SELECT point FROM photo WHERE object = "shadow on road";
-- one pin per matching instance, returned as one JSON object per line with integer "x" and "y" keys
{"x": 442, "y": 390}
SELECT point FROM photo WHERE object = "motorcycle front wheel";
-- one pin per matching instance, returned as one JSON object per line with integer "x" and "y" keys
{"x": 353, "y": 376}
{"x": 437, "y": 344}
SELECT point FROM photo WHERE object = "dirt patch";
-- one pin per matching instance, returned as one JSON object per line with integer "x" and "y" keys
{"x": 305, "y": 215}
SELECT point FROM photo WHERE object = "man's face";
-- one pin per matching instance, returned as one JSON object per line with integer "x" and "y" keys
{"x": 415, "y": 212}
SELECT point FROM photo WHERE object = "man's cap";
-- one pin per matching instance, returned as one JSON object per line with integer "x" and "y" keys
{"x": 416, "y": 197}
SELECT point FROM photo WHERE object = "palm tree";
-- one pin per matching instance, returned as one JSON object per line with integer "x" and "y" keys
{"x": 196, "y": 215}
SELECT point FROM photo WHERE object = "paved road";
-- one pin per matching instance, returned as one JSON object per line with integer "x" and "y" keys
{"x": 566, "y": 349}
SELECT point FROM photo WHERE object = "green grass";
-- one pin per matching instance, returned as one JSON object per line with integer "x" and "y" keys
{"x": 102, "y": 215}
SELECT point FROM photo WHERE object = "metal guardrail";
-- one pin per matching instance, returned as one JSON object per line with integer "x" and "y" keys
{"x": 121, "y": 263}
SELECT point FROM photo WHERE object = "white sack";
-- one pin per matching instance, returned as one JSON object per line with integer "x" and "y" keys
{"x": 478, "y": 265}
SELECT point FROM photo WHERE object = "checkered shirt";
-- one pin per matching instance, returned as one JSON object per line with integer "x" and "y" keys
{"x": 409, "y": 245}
----------------
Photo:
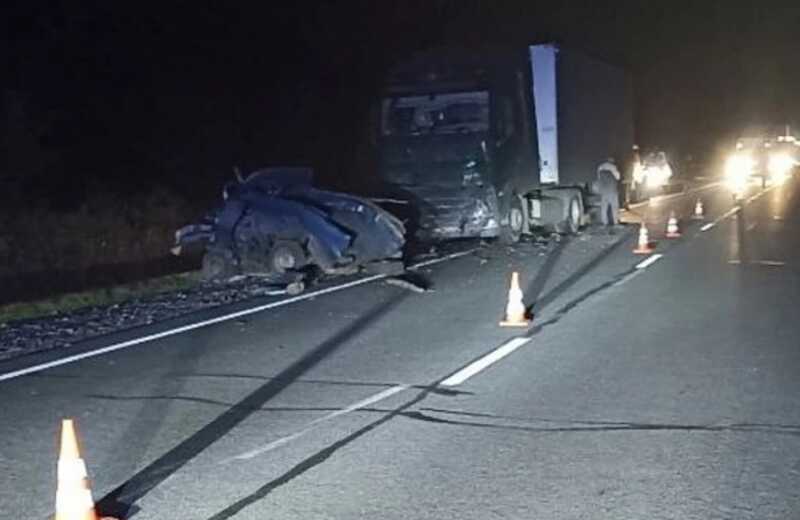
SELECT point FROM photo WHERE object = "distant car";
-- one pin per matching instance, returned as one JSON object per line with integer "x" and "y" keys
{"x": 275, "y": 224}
----------------
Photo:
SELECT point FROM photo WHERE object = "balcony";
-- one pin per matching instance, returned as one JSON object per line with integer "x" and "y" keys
----------------
> **Task brief**
Copy each line of the entries that includes the word "road".

> **Answer to this task**
SELECT point FROM photo WHERE object = "shadow on road";
SELECT point FROM photo WHERE object = "paved road";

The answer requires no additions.